= EXERCISE GOAL =
Quote the Saint-Malo travel text below word for word, from "To stretch out" to "expansive emerald sea.".

= DOCUMENT TEXT =
+-------+
You may be hesitant to spend your precious vacation time visiting Saint-Malo, in the notoriously rainy region of Brittany, while your French friends are quick to head straight to the sunny south of France, but this beautiful walled city has enough renowned food and drink, stunning panoramas, thrilling history and even sunny days to make it an attractive excursion. After seeing friends’ photos of the turquoise and emerald coast, I coaxed my French boyfriend into spending a long holiday weekend out west.
Situated on the English Channel, Saint-Malo is a brisk three-hour train ride from Paris and a perfect place to spend a few tranquil days. Upon crossing over the harbor and entering the walled city (la ville intra-muros), easily reachable by bus or on foot from the train station, the treasures of Saint-Malo will immediately begin to reveal themselves.
To stretch out your train-lagged legs, walk straight up the steps of the wall for a full-circle tour of the city and coast along the ramparts, accompanied by a fresh sea breeze. This perspective from above will provide views of quaint rooftops and mazelike cobblestone pathways tucked inside the wall and of, outside the wall, the Fort National—only accessible at low tide—on the edge of an expansive emerald sea.
To settle a growling stomach, choose from a number of crêperies and seafood restaurants inside or outside the walled city. In a moment of indecision, go for a crêperie, where you can indulge in a seafood galette. These buckwheat crêpes are a specialty in Brittany that will have you shaking the chef’s hand. For galette fillings, the menu will offer any variety of ham, fried egg, grilled vegetables and seafood, as well as the occasional andouillette or smoked salmon and cream. The menu, however, lacks a disclaimer about inducing future cravings long after the meal.
Indeed, the waitress warmed up to us when we showed warranted appreciation for the galette complète, mostly via smiles, moans and thumbs-ups, as we were rendered speechless. She launched an impassioned conversation with my boyfriend about Brittany’s pride for its galettes and even showed us a picture of the galettes served in England, pausing to let us mirror her obvious disappointment. To her admitted surprise, the best galette she’d ever had was far from France, on the island of Mauritius. Ironically, she discovered that this remote restaurant was actually managed by a man from Brittany.
Your own memorable dish at the crêperie ought to be complemented by a bowl of sweet or dry local cider, and rounded off with a sweet crêpe smothered in salted-butter caramel, delicately topped with a strawberry.
To venture outside the walled city, especially for the tourist-phobic traveler, a hike up to the Alet City fort is highly recommended. Starting from the sandy beach at Saint-Servan, follow the road uphill, snaking around a fishing-boat harbor, church ruins and a park, steadily climbing through greenery toward a sparkling overlook on the surrounding harbors and the walled city. Here in the park is a perfect place to set up a tent (if you’re the camping kind) and spend the evening barbecuing. (If you’re looking for a hotel, the Girls’ Guide recommends the Relais de Brocéliande, no too far from Saint-Malo.)
+-------+
= MATERIAL SUPPLIED =
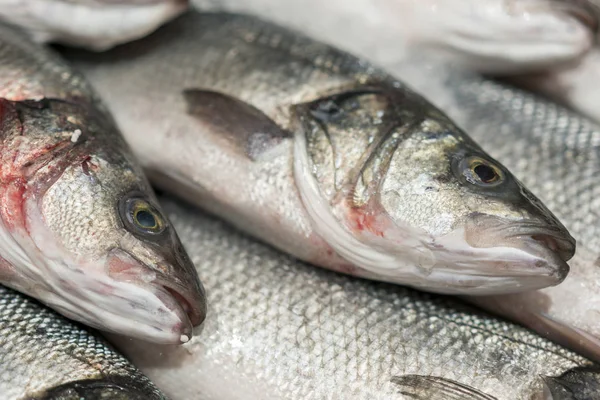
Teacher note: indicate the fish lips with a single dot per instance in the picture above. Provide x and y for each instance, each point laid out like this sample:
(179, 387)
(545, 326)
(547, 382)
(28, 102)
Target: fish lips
(187, 306)
(531, 253)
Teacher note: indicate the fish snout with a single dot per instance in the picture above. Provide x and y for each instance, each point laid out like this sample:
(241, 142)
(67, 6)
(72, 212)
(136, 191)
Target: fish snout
(163, 300)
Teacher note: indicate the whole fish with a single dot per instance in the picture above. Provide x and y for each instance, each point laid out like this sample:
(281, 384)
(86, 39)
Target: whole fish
(80, 227)
(44, 356)
(325, 157)
(283, 330)
(94, 24)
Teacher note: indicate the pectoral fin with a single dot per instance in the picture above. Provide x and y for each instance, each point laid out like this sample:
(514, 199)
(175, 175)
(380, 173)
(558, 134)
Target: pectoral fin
(246, 128)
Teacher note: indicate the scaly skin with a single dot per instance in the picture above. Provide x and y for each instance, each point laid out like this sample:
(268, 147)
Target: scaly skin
(70, 193)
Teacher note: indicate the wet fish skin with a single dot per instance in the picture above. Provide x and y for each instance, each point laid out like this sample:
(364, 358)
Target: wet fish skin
(45, 356)
(557, 153)
(280, 329)
(259, 125)
(93, 24)
(70, 195)
(492, 36)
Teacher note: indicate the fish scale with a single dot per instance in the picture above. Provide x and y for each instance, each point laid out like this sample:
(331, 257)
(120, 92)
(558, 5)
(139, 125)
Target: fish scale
(43, 353)
(556, 153)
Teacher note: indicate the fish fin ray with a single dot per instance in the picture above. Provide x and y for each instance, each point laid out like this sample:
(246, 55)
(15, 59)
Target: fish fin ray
(421, 387)
(247, 128)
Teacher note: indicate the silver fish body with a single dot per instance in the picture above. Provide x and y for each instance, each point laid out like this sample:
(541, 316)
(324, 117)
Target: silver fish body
(556, 152)
(279, 329)
(326, 157)
(80, 227)
(44, 356)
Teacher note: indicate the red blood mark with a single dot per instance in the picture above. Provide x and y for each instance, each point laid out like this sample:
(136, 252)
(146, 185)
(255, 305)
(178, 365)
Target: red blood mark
(363, 220)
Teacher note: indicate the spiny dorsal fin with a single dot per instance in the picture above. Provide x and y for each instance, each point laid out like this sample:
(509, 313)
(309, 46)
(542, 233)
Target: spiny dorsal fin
(420, 387)
(247, 128)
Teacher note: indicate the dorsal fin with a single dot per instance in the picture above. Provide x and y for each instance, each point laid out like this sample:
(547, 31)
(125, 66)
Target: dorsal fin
(247, 128)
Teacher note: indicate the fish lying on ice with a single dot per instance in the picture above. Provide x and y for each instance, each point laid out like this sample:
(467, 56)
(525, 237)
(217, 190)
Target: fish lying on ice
(44, 356)
(545, 45)
(556, 152)
(80, 228)
(494, 36)
(325, 157)
(279, 329)
(94, 24)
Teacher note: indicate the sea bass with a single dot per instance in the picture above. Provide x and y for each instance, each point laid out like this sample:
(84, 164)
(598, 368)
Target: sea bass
(493, 36)
(44, 356)
(94, 24)
(284, 330)
(325, 157)
(557, 153)
(80, 228)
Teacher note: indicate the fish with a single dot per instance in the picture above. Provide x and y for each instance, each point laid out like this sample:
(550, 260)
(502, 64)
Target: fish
(44, 356)
(281, 329)
(548, 46)
(556, 152)
(80, 227)
(487, 36)
(324, 156)
(93, 24)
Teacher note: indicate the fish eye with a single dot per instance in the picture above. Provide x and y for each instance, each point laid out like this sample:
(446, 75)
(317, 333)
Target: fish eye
(479, 171)
(144, 217)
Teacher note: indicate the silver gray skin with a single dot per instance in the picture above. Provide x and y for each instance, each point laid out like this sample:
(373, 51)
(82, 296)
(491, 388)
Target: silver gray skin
(325, 157)
(44, 356)
(80, 227)
(281, 329)
(556, 152)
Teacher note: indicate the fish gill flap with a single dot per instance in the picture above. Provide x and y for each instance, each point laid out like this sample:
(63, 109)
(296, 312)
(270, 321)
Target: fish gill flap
(420, 387)
(246, 128)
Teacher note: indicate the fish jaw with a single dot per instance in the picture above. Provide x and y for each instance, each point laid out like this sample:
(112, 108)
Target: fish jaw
(71, 249)
(133, 301)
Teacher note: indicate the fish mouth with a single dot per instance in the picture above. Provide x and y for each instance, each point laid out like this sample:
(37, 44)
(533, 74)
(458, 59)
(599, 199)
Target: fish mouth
(584, 11)
(176, 309)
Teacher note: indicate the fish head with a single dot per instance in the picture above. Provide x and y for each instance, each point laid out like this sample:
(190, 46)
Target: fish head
(105, 252)
(420, 202)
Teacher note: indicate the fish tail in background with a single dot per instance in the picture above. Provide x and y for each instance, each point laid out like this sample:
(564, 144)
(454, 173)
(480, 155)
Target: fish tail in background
(575, 85)
(496, 36)
(97, 25)
(44, 356)
(81, 228)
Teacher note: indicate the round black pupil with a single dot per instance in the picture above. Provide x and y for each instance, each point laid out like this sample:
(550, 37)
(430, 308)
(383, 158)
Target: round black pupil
(145, 219)
(485, 173)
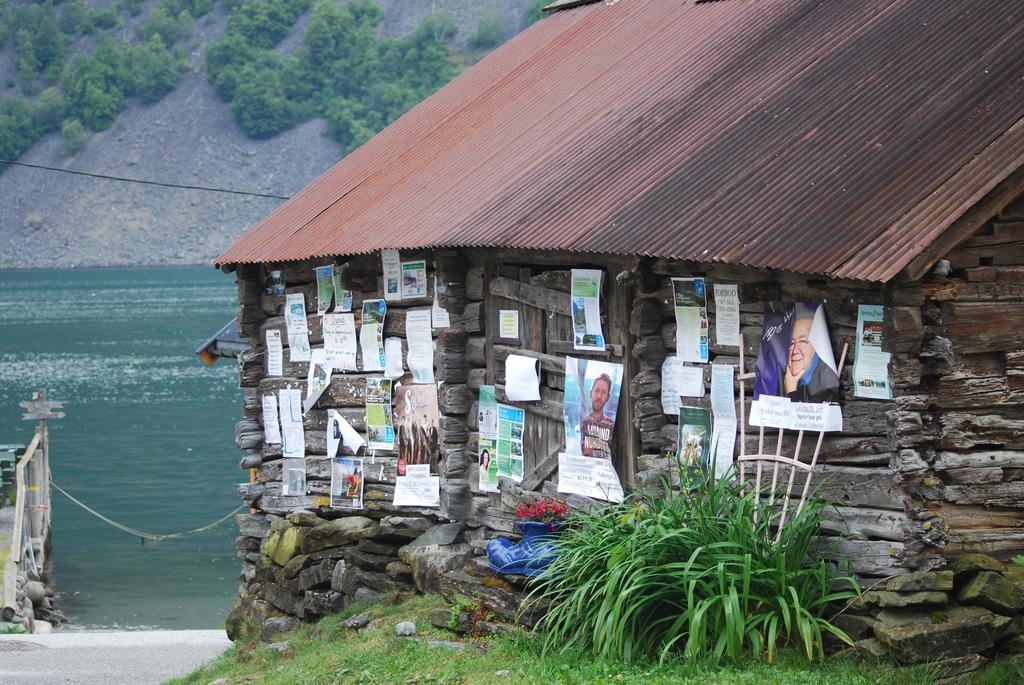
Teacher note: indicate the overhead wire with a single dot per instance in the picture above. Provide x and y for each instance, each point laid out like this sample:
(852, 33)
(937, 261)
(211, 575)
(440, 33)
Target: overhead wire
(143, 181)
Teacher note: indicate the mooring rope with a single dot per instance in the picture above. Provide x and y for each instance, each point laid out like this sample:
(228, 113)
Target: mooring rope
(141, 533)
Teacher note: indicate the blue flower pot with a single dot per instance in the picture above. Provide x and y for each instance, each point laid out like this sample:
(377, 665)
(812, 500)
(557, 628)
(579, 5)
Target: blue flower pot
(527, 557)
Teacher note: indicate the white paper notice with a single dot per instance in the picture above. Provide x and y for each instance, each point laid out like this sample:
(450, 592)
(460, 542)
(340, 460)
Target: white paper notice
(317, 378)
(393, 367)
(690, 381)
(508, 324)
(421, 345)
(418, 487)
(522, 378)
(727, 314)
(271, 430)
(340, 341)
(339, 429)
(293, 436)
(274, 353)
(298, 331)
(723, 407)
(590, 477)
(438, 314)
(391, 262)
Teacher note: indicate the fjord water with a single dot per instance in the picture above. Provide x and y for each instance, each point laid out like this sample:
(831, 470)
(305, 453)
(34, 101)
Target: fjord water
(147, 439)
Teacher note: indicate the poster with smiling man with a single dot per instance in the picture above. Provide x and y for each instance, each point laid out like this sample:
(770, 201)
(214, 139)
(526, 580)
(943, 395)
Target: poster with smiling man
(796, 383)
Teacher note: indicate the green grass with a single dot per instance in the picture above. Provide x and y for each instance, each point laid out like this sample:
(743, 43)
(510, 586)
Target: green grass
(327, 652)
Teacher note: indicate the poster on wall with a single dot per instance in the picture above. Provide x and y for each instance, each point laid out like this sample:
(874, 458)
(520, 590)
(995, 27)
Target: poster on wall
(391, 263)
(690, 302)
(274, 353)
(590, 477)
(340, 341)
(417, 426)
(414, 279)
(380, 429)
(693, 448)
(511, 426)
(590, 404)
(723, 407)
(796, 384)
(298, 330)
(487, 450)
(293, 438)
(727, 314)
(325, 288)
(294, 477)
(870, 367)
(346, 482)
(372, 335)
(585, 293)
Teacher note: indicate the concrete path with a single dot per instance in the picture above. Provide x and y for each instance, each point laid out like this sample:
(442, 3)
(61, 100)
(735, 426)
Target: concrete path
(104, 658)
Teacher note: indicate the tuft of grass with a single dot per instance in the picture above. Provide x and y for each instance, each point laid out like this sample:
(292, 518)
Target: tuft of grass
(695, 575)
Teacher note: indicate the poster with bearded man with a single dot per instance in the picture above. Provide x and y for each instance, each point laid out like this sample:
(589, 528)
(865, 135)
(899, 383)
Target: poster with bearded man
(796, 383)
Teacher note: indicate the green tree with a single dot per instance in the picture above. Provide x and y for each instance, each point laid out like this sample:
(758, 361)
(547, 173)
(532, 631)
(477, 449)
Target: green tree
(154, 71)
(48, 111)
(259, 105)
(72, 136)
(489, 32)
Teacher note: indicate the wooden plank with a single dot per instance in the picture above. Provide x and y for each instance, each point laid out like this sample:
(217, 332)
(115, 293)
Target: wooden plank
(535, 296)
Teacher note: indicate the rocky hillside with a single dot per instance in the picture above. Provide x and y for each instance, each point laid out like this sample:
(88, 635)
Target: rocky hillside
(187, 137)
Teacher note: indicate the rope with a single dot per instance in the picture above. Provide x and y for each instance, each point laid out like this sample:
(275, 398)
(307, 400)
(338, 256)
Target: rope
(141, 533)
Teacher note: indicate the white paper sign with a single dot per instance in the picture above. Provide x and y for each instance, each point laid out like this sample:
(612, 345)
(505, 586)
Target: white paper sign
(294, 477)
(293, 436)
(271, 431)
(340, 341)
(317, 378)
(416, 489)
(727, 314)
(421, 345)
(522, 378)
(391, 262)
(590, 477)
(393, 367)
(438, 314)
(723, 407)
(298, 331)
(274, 353)
(508, 324)
(338, 429)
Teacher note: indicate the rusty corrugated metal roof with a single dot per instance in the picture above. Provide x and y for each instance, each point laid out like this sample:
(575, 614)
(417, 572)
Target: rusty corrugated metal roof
(808, 135)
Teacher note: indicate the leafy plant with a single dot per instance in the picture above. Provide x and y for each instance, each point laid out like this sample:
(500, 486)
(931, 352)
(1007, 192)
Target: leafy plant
(692, 574)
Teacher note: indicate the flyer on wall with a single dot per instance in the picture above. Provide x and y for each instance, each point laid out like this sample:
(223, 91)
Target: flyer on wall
(693, 448)
(298, 330)
(796, 384)
(690, 300)
(590, 405)
(870, 367)
(486, 451)
(346, 482)
(417, 426)
(372, 335)
(511, 426)
(325, 288)
(391, 262)
(380, 427)
(585, 294)
(414, 280)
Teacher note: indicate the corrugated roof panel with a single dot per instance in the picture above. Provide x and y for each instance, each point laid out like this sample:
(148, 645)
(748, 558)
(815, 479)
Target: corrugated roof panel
(796, 134)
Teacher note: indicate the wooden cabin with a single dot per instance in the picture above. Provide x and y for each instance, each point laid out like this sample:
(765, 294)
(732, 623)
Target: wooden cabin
(844, 154)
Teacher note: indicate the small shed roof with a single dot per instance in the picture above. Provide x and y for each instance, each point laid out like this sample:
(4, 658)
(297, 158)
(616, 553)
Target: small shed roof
(807, 135)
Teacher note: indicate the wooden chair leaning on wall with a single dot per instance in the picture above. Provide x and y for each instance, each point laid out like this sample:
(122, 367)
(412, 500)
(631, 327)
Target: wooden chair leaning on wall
(775, 459)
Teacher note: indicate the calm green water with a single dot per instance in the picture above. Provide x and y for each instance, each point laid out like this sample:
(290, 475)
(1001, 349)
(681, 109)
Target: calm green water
(147, 438)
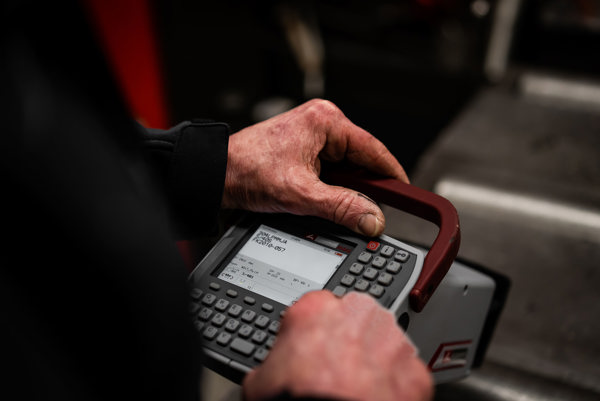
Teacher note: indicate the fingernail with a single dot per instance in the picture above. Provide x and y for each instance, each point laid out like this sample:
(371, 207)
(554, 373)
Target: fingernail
(369, 225)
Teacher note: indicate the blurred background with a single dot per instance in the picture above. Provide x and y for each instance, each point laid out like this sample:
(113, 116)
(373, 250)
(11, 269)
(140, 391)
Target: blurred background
(492, 104)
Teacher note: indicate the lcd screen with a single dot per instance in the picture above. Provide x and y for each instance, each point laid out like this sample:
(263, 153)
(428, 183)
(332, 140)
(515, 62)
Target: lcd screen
(281, 266)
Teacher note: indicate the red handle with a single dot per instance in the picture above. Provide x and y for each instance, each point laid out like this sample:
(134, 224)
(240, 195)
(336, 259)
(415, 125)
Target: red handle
(423, 204)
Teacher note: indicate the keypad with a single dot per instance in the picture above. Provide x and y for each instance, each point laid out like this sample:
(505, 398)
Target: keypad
(375, 270)
(240, 324)
(235, 326)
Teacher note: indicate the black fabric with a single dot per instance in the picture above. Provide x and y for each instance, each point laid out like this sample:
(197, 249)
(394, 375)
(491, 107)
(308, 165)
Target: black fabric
(189, 156)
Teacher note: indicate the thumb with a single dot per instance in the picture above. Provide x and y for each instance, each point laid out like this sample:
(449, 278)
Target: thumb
(349, 208)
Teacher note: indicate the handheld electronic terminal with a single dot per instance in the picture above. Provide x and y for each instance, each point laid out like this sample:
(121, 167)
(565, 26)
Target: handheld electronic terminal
(266, 262)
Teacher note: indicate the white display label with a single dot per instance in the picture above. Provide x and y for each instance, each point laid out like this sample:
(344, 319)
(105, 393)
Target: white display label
(281, 266)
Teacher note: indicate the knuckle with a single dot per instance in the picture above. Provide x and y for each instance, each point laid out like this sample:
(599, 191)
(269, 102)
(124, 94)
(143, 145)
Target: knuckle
(320, 108)
(345, 207)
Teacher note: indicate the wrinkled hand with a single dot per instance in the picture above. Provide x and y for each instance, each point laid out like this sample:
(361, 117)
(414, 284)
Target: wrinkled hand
(274, 166)
(348, 348)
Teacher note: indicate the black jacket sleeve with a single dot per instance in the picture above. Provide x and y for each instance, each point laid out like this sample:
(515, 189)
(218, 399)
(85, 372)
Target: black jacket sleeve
(190, 160)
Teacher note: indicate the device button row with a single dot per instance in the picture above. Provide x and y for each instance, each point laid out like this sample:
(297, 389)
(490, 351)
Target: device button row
(402, 255)
(222, 305)
(209, 299)
(387, 251)
(373, 246)
(364, 257)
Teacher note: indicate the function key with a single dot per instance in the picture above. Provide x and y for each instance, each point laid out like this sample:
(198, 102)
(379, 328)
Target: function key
(274, 327)
(402, 255)
(379, 262)
(373, 246)
(232, 325)
(245, 331)
(221, 305)
(262, 321)
(235, 310)
(218, 319)
(209, 299)
(248, 315)
(259, 336)
(370, 273)
(242, 346)
(261, 354)
(393, 267)
(347, 280)
(387, 251)
(270, 342)
(196, 294)
(364, 257)
(361, 285)
(210, 332)
(376, 290)
(223, 338)
(194, 308)
(356, 268)
(385, 278)
(205, 314)
(339, 291)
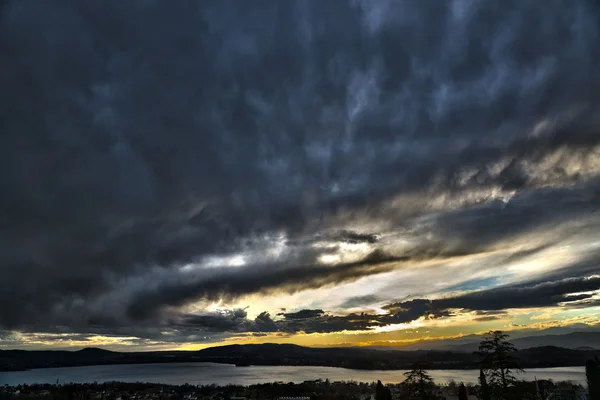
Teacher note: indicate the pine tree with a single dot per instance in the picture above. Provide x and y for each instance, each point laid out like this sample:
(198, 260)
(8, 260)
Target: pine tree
(382, 392)
(497, 361)
(462, 392)
(592, 372)
(484, 391)
(418, 382)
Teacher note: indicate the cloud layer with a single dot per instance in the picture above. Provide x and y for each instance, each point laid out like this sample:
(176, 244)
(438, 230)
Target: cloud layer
(158, 157)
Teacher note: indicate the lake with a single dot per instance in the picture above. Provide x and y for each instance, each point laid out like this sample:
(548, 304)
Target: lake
(222, 374)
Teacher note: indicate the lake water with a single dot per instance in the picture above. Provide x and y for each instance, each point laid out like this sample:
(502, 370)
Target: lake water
(222, 374)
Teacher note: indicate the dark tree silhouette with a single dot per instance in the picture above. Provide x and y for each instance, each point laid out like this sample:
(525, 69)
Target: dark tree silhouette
(418, 383)
(592, 372)
(484, 391)
(382, 392)
(462, 392)
(497, 361)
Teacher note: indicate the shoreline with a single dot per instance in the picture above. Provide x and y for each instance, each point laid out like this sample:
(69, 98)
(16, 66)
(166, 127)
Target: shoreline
+-------+
= OUTPUT FOR THIS EXERCISE =
To stretch out your train-lagged legs, walk straight up the steps of the wall for a full-circle tour of the city and coast along the ramparts, accompanied by a fresh sea breeze. This perspective from above will provide views of quaint rooftops and mazelike cobblestone pathways tucked inside the wall and of, outside the wall, the Fort National—only accessible at low tide—on the edge of an expansive emerald sea.